[PAGE TEXT]
OpenCL - FrankBau/meta-marsboard-bsp GitHub Wiki

According to the i.MX6 Graphics User's Guide iMX6 Vivante GPGPU cores are compatible with OpenCL Embedded Profile version 1.1.

For OpenCL acceleration in some software like OpenCV on MarS Board, full profile is required, and therefore, OpenCL acceleration cannot be enabled for those.

See also https://www.toradex.com/de/blog/experimenting-with-opencl-on-apalis-imx6q-system-on-module.

hello_opencl.cpp:

// see https://community.nxp.com/docs/DOC-93984
// http://www.cmsoft.com.br/opencl-tutorial/case-study-high-performance-convolution-using-opencl-__local-memory/
// http://www.tankonyvtar.hu/hu/tartalom/tamop412A/2011-0063_08_opencl_en/ch08s05.html

#include <stdio.h>
#include <stdlib.h>
#include <assert.h>
#include <string.h>
#include <stdint.h>
#include <time.h>

#include <CL/cl.h>

// time diff in nanoseconds                                                                                                                                    
uint64_t diff_time( struct timespec *end_tv, struct timespec *start_tv )

[GIVEN RECORDS]

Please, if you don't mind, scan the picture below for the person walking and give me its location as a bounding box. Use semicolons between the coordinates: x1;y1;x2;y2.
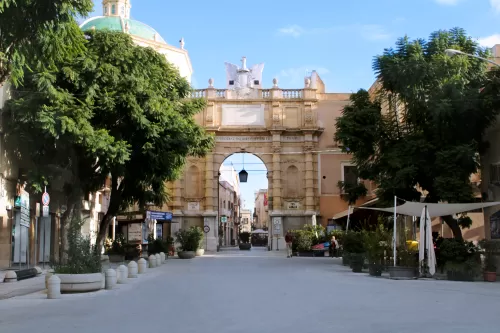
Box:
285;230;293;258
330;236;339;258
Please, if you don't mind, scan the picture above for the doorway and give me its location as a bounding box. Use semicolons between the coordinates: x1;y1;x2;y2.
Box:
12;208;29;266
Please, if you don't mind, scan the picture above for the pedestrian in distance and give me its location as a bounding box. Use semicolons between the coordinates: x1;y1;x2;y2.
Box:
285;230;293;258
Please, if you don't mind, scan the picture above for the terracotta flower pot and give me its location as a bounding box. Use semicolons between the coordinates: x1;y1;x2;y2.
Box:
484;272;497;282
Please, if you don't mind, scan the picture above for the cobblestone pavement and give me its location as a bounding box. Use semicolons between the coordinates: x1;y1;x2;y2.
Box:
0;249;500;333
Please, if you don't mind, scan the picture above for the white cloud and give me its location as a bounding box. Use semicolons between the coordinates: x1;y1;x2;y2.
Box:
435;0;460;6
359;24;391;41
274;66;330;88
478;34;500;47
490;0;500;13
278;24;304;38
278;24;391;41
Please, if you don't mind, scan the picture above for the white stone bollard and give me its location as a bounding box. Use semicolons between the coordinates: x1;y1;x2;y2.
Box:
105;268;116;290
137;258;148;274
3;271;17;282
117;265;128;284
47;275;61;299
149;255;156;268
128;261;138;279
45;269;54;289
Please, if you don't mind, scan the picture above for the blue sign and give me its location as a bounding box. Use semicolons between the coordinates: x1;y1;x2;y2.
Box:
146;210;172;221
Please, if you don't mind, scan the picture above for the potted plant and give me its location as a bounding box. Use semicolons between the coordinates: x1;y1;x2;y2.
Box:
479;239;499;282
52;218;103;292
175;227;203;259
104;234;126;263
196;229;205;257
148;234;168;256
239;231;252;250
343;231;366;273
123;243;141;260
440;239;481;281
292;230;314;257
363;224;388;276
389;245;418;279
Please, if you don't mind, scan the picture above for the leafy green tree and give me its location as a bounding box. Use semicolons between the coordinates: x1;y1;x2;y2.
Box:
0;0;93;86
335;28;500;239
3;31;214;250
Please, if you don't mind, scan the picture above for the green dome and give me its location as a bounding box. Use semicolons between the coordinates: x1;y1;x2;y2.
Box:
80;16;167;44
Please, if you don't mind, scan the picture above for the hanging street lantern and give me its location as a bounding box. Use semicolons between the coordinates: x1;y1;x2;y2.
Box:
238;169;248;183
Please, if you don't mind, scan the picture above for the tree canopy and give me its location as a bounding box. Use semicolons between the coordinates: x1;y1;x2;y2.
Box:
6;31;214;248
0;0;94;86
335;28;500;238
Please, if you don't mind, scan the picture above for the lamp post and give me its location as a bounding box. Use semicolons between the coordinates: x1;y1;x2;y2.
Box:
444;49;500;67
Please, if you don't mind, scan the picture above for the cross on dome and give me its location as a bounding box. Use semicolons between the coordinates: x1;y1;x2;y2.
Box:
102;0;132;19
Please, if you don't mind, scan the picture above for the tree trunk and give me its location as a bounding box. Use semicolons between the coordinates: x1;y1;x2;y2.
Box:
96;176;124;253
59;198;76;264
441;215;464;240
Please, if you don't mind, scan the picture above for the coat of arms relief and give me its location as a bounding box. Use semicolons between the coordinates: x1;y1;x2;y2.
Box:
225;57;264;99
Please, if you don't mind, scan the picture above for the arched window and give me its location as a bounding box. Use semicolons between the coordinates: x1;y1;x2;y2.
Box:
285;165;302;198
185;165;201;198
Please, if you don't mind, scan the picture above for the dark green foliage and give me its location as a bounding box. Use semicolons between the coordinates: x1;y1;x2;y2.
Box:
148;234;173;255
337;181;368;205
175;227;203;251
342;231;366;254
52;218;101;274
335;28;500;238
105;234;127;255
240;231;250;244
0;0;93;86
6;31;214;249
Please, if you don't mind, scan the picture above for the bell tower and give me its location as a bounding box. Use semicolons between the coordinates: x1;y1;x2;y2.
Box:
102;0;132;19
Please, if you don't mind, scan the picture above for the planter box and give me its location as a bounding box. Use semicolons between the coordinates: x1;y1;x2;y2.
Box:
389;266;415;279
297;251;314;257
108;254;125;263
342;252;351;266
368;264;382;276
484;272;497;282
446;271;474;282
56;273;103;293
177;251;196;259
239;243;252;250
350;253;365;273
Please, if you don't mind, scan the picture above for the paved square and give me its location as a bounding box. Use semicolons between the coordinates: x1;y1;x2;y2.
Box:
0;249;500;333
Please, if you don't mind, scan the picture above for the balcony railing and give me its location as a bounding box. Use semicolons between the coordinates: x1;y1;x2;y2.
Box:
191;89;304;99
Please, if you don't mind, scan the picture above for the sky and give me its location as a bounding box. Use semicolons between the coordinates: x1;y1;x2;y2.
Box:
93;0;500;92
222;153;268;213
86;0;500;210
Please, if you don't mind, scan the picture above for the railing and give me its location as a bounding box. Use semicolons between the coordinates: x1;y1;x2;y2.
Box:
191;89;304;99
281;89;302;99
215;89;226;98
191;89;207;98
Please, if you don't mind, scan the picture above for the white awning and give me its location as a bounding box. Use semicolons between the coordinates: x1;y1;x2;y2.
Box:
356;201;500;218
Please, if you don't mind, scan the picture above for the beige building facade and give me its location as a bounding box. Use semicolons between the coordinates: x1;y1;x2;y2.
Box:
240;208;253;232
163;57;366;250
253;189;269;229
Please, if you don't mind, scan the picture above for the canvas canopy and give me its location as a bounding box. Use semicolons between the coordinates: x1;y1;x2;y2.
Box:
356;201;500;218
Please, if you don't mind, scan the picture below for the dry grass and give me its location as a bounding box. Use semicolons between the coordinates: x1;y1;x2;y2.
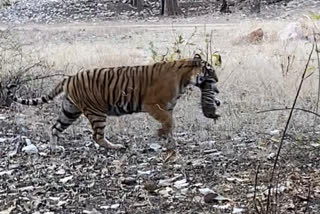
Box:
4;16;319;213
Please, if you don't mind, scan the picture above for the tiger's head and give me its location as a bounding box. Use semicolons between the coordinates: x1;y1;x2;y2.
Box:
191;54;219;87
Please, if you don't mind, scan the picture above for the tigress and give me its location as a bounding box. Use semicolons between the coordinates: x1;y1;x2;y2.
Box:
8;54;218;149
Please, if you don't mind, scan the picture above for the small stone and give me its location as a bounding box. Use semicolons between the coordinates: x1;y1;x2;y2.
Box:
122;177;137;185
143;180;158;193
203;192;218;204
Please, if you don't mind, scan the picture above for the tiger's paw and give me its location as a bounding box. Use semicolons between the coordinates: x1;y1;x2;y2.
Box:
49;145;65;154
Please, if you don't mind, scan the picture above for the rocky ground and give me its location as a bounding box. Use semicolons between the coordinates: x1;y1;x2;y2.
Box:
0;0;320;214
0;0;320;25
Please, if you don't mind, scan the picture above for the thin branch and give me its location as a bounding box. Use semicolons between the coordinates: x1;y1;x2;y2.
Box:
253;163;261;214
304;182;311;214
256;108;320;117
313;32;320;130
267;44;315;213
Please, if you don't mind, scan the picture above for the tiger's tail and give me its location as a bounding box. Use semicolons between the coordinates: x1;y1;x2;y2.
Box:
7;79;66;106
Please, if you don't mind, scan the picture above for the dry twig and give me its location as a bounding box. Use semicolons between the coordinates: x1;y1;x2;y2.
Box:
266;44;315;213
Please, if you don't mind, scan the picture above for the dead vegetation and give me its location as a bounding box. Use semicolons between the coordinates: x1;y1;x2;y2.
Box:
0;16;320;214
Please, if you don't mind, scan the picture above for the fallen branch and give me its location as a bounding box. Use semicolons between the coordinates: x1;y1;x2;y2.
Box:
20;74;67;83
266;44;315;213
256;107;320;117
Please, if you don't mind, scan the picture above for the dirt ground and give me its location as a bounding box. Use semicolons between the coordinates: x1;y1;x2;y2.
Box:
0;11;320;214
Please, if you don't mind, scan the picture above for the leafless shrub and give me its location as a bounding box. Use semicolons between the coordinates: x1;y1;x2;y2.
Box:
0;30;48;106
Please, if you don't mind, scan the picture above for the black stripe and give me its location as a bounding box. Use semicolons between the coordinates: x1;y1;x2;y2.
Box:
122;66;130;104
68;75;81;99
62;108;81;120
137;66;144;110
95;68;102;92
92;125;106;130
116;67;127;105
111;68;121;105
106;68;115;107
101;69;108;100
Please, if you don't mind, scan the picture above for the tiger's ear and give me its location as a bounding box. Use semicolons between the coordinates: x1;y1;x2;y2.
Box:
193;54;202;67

--

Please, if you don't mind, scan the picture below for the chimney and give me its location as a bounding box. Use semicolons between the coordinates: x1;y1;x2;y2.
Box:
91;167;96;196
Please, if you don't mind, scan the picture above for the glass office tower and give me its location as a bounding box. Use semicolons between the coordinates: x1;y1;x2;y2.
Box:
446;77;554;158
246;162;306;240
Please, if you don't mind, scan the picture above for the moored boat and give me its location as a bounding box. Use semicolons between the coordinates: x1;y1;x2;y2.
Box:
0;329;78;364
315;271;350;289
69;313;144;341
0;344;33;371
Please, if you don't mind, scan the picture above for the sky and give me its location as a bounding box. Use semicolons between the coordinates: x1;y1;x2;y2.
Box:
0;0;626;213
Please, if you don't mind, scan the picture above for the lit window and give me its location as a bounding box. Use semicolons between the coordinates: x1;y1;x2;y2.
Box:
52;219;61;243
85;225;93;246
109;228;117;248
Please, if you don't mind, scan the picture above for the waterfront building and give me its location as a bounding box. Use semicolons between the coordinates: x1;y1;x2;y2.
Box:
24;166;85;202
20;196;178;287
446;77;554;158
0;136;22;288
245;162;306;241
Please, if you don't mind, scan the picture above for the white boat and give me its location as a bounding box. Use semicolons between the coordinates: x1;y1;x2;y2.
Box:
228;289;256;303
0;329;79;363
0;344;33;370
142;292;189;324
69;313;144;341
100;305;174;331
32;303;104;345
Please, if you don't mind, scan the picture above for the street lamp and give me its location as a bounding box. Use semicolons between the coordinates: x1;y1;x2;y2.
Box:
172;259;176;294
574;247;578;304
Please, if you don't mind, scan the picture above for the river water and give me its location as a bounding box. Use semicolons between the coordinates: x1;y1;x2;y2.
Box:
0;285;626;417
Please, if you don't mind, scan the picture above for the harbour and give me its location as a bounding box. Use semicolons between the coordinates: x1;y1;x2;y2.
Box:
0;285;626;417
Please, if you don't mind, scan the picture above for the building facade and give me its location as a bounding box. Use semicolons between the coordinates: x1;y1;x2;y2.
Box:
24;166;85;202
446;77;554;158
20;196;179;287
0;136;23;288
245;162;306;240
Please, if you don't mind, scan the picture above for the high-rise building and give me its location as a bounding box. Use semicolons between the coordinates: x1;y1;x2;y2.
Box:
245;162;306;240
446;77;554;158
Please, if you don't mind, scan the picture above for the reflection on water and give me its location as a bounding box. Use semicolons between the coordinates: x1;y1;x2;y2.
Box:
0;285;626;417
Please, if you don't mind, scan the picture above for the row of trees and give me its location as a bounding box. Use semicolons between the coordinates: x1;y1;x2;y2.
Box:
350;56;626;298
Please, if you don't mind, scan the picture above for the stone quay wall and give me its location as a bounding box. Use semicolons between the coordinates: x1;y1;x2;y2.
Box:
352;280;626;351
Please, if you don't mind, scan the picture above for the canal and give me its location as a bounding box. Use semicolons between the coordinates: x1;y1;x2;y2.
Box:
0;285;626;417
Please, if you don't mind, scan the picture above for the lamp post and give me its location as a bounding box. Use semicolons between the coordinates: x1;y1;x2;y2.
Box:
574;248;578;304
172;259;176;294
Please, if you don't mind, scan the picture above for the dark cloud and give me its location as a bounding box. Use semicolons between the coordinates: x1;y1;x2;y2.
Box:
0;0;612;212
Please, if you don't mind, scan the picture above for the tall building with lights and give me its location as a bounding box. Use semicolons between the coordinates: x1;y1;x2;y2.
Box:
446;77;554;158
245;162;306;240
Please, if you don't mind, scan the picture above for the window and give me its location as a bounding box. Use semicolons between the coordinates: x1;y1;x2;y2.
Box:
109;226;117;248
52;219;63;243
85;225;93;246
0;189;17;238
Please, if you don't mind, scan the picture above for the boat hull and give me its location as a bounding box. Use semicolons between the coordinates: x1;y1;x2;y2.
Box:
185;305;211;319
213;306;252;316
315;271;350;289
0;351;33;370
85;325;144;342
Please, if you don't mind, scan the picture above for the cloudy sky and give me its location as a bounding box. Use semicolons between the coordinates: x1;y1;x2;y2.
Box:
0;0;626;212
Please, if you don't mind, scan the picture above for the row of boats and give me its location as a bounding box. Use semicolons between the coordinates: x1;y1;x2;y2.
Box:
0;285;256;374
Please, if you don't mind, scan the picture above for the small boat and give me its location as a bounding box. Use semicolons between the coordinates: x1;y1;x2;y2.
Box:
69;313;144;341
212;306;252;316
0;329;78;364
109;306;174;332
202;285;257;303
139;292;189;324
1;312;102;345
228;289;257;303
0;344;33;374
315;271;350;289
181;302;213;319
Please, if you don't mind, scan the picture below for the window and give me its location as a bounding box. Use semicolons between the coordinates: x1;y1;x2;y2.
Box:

==

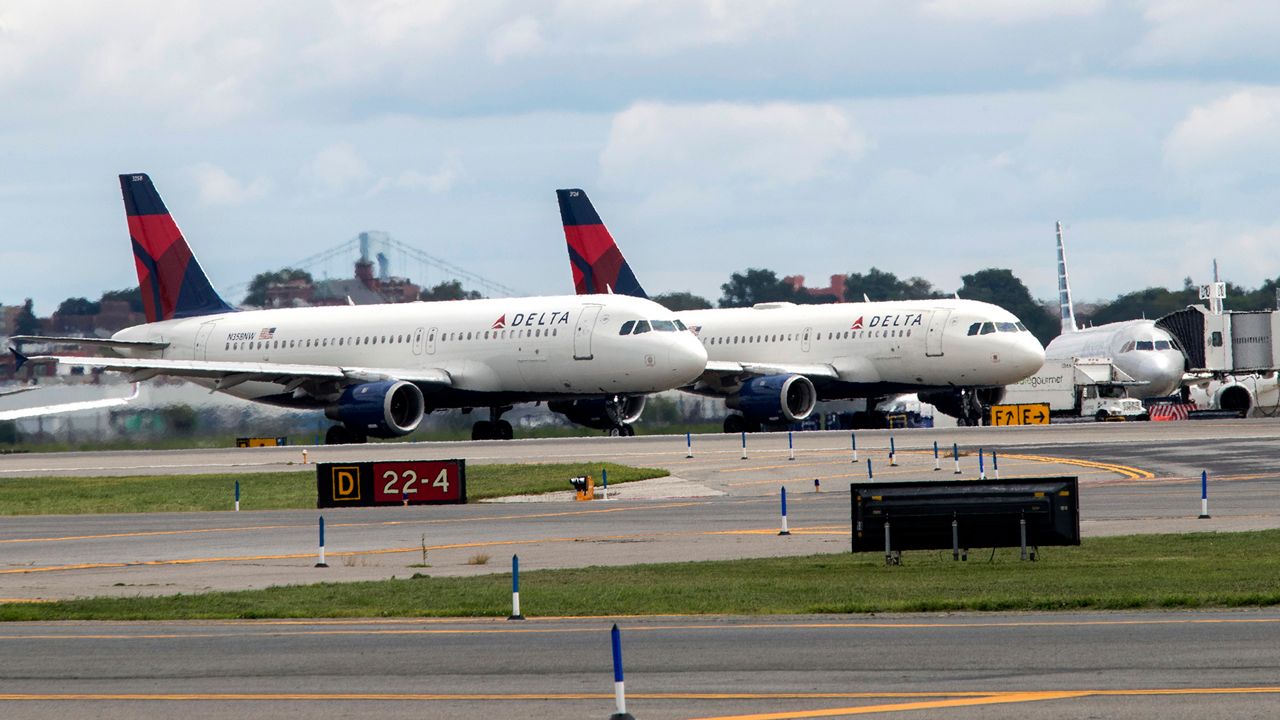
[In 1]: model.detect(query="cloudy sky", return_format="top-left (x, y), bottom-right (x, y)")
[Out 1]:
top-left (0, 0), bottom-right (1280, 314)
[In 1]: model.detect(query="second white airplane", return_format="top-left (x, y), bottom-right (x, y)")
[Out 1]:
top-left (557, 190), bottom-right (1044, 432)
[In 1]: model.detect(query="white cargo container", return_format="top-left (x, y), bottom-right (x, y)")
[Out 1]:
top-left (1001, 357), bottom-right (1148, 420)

[TASK REQUIREMENTS]
[1] Which OpenCL profile and version are the iMX6 Vivante GPGPU cores compatible with, according to the OpenCL wiki page?
[2] Print the part of the OpenCL wiki page between "For OpenCL acceleration" and "enabled for those.", inclusive.

[ANSWERS TO THE EXERCISES]
[1] OpenCL Embedded Profile version 1.1.

[2]
For OpenCL acceleration in some software like OpenCV on MarS Board, full profile is required, and therefore, OpenCL acceleration cannot be enabled for those.